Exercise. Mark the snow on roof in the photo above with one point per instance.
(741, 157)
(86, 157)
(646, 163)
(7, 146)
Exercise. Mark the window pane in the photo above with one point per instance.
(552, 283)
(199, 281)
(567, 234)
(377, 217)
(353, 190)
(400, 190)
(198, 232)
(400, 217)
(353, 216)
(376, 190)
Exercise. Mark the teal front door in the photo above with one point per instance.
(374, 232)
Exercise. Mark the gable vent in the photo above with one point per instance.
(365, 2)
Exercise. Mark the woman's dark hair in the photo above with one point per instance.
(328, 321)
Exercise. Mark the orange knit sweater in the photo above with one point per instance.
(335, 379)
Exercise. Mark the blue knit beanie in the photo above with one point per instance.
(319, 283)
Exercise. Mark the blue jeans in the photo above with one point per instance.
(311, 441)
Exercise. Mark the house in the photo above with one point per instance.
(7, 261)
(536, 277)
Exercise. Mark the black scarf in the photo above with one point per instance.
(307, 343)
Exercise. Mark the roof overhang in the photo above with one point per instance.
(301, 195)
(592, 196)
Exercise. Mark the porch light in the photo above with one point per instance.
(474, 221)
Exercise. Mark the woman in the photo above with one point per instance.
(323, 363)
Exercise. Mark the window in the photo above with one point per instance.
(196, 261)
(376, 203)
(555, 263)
◇ ◇ ◇ ◇ ◇
● **YOUR GOAL**:
Every line of the records should be reproduced exactly.

● **EXPECTED ANSWER**:
Exercise. Mark the snow on roof in the photo above with one point per instance.
(741, 157)
(86, 157)
(646, 163)
(7, 146)
Exercise. Mark the window pane in the photo above with one point per instance.
(552, 283)
(199, 281)
(567, 234)
(377, 217)
(353, 190)
(400, 190)
(198, 232)
(400, 217)
(353, 216)
(376, 190)
Exercise. Mark the teal front door in the photo above with one point per instance.
(374, 232)
Exercise. Mark the gable vent in the photo above with one point per instance.
(365, 2)
Exercise. Mark the woman's dark hair in the photo above with one point per instance.
(328, 321)
Exercise. Mark the orange knit sweater in the photo above with one point per instance.
(335, 379)
Exercise. Mark the blue knit beanie in the photo above with one point per instance.
(319, 283)
Exercise. Mark the blue jeans in the photo above with one point per instance.
(311, 441)
Exercise. Mark the house in the photo above with one point per instance.
(7, 261)
(536, 277)
Exercise. Mark the black scarf in the photo above with one point per instance.
(307, 343)
Exercise. Mark the roof overhang in the photo above with one point per instance.
(301, 195)
(592, 196)
Exercise. Mark the porch light in the photo above with one point per instance.
(474, 221)
Exercise. Mark the woman in the photo above with one point per instance.
(323, 363)
Exercise. Mark the window in the photo above with one point per instance.
(196, 261)
(376, 203)
(555, 263)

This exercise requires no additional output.